Directions for this task: Report all lines of the data below that hold the word "Target".

[Records from a data collection]
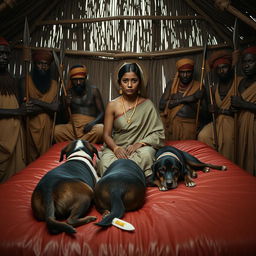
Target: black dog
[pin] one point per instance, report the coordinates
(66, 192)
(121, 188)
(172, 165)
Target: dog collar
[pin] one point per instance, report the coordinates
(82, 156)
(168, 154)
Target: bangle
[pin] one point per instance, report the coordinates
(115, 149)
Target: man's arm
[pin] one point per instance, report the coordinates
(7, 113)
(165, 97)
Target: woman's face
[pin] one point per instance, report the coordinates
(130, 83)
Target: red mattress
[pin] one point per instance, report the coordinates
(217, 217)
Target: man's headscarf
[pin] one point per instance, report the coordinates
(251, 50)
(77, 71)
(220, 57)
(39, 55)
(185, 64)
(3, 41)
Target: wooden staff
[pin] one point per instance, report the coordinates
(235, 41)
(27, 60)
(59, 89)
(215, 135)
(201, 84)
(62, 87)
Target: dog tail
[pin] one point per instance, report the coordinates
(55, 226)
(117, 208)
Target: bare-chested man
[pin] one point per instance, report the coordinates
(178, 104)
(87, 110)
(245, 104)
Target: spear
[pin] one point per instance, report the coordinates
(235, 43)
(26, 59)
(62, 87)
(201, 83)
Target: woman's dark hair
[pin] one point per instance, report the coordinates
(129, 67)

--

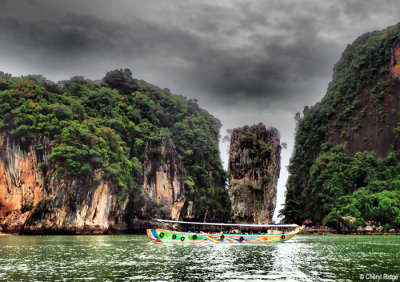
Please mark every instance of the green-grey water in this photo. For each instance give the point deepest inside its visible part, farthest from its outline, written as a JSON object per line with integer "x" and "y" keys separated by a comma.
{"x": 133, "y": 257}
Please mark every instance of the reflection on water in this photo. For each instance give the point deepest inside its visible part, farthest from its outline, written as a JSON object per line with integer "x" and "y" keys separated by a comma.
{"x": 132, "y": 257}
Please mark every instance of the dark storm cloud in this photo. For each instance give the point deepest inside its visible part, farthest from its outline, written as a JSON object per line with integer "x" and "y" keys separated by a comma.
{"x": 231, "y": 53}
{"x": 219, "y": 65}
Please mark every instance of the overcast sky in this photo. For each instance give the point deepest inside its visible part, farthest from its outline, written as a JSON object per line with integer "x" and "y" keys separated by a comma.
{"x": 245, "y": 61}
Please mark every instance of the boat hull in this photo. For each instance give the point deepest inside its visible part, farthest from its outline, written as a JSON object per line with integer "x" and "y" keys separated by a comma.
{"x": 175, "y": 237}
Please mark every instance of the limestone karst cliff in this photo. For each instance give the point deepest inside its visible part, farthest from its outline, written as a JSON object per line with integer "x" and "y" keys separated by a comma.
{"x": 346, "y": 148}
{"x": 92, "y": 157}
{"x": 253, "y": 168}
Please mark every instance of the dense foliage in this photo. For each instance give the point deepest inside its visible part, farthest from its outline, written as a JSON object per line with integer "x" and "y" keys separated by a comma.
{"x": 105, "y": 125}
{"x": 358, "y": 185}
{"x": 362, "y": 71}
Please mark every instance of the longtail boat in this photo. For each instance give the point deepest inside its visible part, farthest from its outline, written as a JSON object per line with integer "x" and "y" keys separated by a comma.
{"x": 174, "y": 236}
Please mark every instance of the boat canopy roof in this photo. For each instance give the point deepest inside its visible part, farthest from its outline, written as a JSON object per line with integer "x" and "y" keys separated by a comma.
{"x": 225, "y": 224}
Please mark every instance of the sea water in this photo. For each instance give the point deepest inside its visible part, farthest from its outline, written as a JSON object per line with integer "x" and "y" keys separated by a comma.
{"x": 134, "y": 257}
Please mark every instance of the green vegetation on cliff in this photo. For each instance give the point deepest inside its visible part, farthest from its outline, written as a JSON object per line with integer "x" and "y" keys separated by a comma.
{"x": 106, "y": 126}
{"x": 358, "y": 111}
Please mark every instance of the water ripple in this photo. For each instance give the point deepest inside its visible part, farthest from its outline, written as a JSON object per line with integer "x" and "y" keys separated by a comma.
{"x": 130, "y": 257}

Answer for the task:
Target: black dog
Target: dog collar
Target: bangle
Target: man's arm
Target: woman's face
Target: red mattress
Target: man's headscarf
Target: wooden staff
Target: dog tail
Target: bare-chested man
Target: spear
Target: woman's dark hair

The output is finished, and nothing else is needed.